Problems to work on:
[A] In the account of Keegan's early therapy below, write out the stretch from "Both of our" through "needed more help." word for word.
[B] Put this sentence from the account of Keegan's early therapy into Spanish: "You can’t climb Everest without a skilled Sherpa."

Text for analysis:
----------

Keegan got started in ABA (Applied Behavior Analysis) when he was around three years old. Prior to getting him into an ABA program, we did a handful of visits with the people of ARC of the South Shore (early intervention). Lovely, caring souls who come into your home with a tackle box filled with toys and a three ring binder tucked under their arm ready to help.
Both of our boys needed some extra care. Jake, who is developmentally typical, had torticollis, a condition where the muscles on one side of the neck are tight as guitar strings, causing a “stuck” head tilt. This gave him a flat spot on his head and 12 weeks in a molded helmet for 23 hours a day (we almost never made the full 23). The relief he felt from getting out of the sweaty bucket to have his head scratched was so beautiful that it was heard to resist taking it off. Two weeks into the treatment, that helmet smelled like a hockey bag.
Those newborn and infant days feel like 40 hours each, but they start to stack up and become weeks and months. Jake graduated from his helmet, his neck muscles balanced out to support his beautiful giant noggin, and he was back on track with his peers. Keeg needed more help.
Finding service providers was daunting. Cait and I had no idea what we were doing. If you’ve ever tried to hire someone to work on the HVAC equipment of your house, it’s like that but with higher stakes. You can’t seem to get anyone on the phone and when you do, they are all jammed up for months before they can get to you. This waiting period is coupled with relentless pressure from well meaning doctors, specialists, and others who never stop talking about the importance of early intervention. The sooner the better, the sooner the better, the sooner the better. We enrolled Keegan in the first facility we could find without a waiting list. All decent places have a stout waiting list.
I should have found the facebook groups for parenting kids with autism back then. I’ve since found many nuggets of help in these groups. We didn’t know anyone else who had been down this path before so I just made a ton of calls and got him started at the first place that I could speak with a human. If you have the means in the early days, hire an advocate that has done this before. You can’t climb Everest without a skilled Sherpa.
The experience at his first program was mixed. Everything is mixed. It feels impossible to interview and evaluate different providers. How are we supposed to know what solid care looks like? The facility and the leadership of the facility matter but not as much as the actual humans that are providing the services (BCBAs and the technicians assigned to your kid). Like all professions, there are people that are so good you want to slip them wads of cash and there are people that stink at the job. The only way to evaluate the humans seems to be to get involved and pay attention. Cait and I would show up and sit on the floor to watch sessions and ask questions.

----------

(Dataset records)
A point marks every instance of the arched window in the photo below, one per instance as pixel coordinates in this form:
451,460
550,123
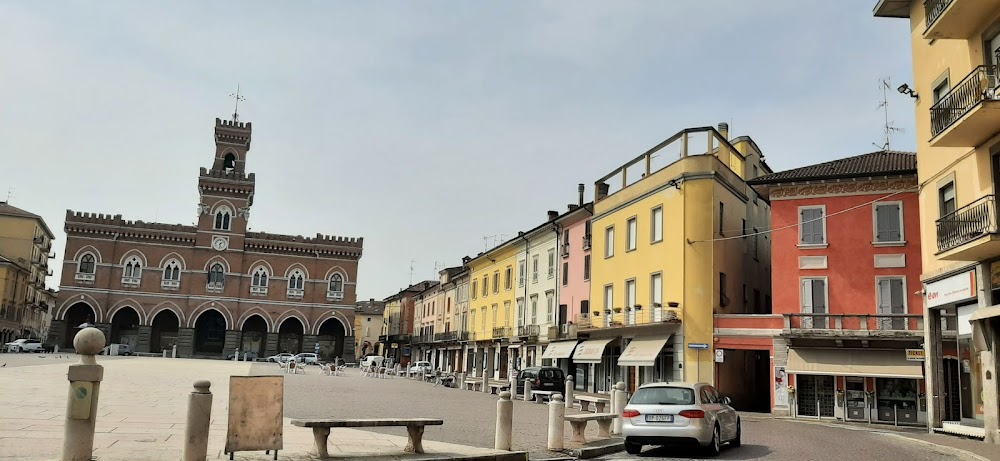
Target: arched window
229,163
133,268
296,281
87,264
217,275
337,283
172,271
222,218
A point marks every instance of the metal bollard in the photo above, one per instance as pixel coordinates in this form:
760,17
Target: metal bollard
557,422
199,418
618,397
569,392
84,390
505,422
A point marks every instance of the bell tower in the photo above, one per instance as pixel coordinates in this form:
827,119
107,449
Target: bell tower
225,189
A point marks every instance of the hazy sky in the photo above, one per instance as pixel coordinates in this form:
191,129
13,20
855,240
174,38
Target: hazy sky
422,126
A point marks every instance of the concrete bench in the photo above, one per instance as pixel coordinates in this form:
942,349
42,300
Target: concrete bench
579,425
546,394
414,430
599,403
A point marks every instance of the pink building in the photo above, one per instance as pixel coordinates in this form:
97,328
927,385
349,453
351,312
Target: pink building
574,272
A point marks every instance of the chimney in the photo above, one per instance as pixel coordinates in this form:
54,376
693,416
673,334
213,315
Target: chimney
602,191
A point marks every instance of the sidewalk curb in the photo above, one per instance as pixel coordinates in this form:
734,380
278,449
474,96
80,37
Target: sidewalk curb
958,452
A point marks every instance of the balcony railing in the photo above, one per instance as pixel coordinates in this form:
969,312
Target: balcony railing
970,92
968,223
501,332
934,8
854,324
527,330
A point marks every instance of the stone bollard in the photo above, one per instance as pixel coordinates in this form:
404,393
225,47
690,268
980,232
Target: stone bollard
569,392
199,417
84,390
557,422
618,400
505,422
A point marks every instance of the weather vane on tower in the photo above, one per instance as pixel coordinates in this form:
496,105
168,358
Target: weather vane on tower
238,97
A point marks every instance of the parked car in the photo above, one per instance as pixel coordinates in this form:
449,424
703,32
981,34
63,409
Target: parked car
421,366
680,414
280,358
307,358
123,349
24,345
251,356
542,379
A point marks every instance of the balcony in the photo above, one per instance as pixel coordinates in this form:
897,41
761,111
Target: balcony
969,233
502,332
883,329
527,331
956,19
969,114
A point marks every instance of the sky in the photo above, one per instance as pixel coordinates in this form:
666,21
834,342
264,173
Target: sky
422,126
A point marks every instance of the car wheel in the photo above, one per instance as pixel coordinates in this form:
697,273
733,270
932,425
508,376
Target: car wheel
739,435
715,446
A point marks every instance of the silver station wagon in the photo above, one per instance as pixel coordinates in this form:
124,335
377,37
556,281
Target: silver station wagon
679,414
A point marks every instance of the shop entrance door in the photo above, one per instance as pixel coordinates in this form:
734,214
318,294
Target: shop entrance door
814,393
952,391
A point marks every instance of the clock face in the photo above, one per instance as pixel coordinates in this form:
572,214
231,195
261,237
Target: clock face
219,243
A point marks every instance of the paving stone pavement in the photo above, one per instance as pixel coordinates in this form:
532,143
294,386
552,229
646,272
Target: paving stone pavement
142,409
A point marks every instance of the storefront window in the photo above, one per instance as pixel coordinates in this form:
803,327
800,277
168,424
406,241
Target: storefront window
896,399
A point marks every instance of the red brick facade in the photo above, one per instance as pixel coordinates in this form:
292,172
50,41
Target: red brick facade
214,288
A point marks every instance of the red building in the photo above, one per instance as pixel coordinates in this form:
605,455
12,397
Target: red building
846,281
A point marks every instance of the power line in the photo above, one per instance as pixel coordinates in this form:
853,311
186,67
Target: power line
769,231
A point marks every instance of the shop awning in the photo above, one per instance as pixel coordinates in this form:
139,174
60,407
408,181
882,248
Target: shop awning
590,351
985,313
559,350
870,363
642,352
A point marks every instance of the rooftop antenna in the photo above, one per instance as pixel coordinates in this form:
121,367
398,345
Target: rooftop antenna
888,128
238,97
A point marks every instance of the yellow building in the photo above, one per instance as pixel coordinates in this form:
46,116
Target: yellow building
668,253
956,91
491,309
25,242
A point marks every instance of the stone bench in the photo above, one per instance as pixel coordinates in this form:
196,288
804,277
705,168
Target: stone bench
546,394
579,425
600,403
414,430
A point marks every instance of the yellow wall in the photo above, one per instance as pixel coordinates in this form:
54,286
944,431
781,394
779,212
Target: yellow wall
485,265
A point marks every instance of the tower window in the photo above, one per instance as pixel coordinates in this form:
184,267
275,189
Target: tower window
217,275
222,218
229,163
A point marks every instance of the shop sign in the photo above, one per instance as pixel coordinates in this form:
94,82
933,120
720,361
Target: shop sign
955,288
915,355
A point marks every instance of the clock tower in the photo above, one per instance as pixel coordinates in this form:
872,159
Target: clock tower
225,189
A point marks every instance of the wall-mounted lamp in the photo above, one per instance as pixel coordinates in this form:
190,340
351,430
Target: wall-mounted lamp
905,89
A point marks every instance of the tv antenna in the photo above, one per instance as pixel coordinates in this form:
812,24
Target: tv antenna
238,97
888,129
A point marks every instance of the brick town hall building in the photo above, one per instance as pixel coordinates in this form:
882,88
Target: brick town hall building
214,288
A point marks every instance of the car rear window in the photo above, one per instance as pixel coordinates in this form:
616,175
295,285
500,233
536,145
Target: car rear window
663,396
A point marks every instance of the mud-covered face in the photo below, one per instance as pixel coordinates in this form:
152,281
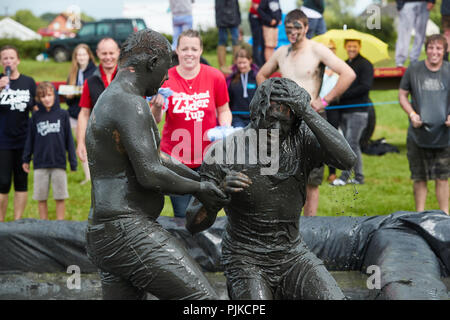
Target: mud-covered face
295,31
279,117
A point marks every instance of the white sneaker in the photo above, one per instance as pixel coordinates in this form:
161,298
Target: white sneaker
354,181
338,182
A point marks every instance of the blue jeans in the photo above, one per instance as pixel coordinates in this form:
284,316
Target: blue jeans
353,125
223,36
180,24
257,39
239,122
316,27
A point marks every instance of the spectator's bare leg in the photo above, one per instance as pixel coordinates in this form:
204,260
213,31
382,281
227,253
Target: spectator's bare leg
3,206
20,202
312,201
43,209
442,194
60,209
420,195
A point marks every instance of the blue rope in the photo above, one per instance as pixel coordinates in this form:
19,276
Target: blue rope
339,107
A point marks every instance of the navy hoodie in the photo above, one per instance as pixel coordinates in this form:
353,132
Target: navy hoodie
49,136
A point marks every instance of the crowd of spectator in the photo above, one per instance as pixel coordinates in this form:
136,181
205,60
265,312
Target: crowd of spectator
197,97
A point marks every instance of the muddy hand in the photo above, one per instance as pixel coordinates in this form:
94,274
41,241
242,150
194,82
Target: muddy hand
235,182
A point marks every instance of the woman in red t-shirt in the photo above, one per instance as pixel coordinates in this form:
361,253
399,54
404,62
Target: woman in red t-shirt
199,102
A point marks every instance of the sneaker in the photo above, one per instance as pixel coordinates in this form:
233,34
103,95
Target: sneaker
338,182
354,181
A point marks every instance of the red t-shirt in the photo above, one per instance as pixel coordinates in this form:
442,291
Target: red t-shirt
85,100
191,113
252,10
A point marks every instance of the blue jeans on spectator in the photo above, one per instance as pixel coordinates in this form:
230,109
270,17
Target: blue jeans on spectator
180,24
223,36
180,204
257,39
353,125
316,27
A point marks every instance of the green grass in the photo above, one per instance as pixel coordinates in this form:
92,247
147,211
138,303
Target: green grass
387,187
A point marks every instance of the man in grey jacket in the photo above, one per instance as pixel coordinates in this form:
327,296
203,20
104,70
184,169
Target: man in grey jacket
411,15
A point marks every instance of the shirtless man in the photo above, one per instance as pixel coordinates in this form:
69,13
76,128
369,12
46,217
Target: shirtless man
262,250
304,61
134,253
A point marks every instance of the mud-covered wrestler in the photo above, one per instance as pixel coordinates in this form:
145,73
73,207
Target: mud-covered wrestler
262,250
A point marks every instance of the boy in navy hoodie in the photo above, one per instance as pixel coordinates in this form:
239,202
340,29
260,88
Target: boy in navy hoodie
49,137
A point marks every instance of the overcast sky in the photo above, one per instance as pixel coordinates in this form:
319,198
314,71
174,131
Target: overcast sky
105,8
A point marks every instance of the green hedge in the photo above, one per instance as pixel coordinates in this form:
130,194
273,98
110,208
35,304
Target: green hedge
27,49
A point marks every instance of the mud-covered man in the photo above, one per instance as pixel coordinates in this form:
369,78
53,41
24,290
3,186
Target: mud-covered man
130,176
262,250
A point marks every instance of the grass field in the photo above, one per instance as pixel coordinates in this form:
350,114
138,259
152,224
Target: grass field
387,185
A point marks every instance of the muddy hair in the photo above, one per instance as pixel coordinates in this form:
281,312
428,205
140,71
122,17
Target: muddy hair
296,15
261,100
142,45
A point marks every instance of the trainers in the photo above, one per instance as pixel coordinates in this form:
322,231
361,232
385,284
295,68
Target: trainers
354,181
338,182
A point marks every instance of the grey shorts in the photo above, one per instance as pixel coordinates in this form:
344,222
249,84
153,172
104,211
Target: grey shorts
316,176
428,163
137,255
42,179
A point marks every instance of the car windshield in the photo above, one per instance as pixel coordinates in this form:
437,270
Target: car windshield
141,25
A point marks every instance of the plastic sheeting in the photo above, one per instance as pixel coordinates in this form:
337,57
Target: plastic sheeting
411,249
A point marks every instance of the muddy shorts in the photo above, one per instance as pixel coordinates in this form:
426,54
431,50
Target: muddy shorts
316,176
42,179
428,163
137,255
270,36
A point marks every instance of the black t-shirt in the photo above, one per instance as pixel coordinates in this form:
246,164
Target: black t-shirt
15,106
430,92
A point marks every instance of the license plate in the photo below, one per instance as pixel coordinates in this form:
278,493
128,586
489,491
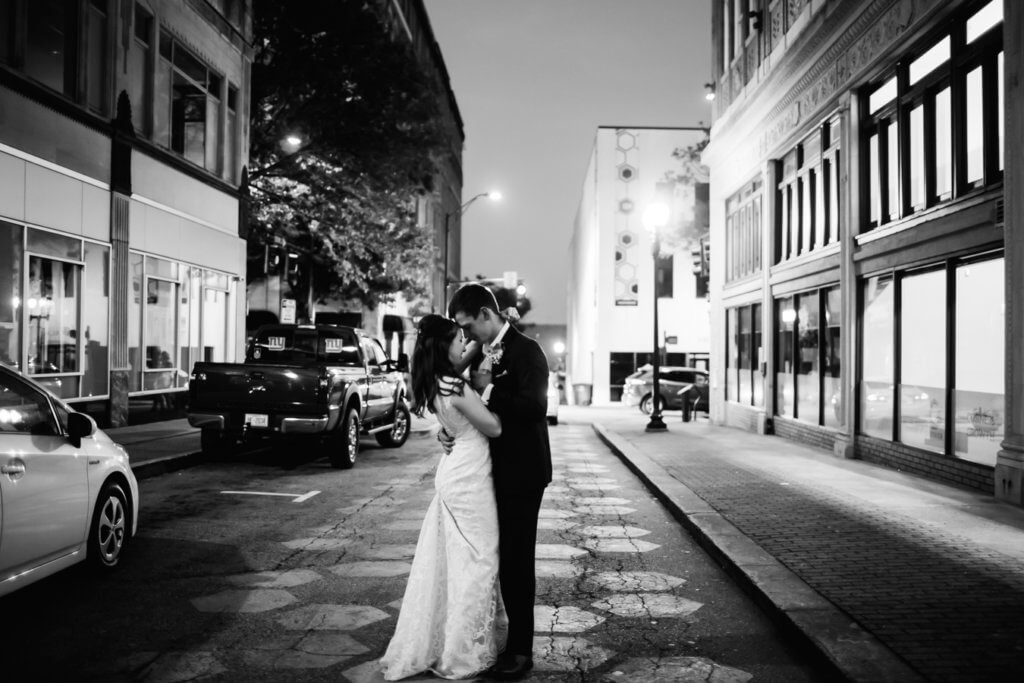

----------

Answers to the exercise:
[A]
Both of our boys needed some extra care. Jake, who is developmentally typical, had torticollis, a condition where the muscles on one side of the neck are tight as guitar strings, causing a “stuck” head tilt. This gave him a flat spot on his head and 12 weeks in a molded helmet for 23 hours a day (we almost never made the full 23). The relief he felt from getting out of the sweaty bucket to have his head scratched was so beautiful that it was heard to resist taking it off. Two weeks into the treatment, that helmet smelled like a hockey bag.
Those newborn and infant days feel like 40 hours each, but they start to stack up and become weeks and months. Jake graduated from his helmet, his neck muscles balanced out to support his beautiful giant noggin, and he was back on track with his peers. Keeg needed more help.

[B] No se puede escalar el Everest sin un sherpa experto.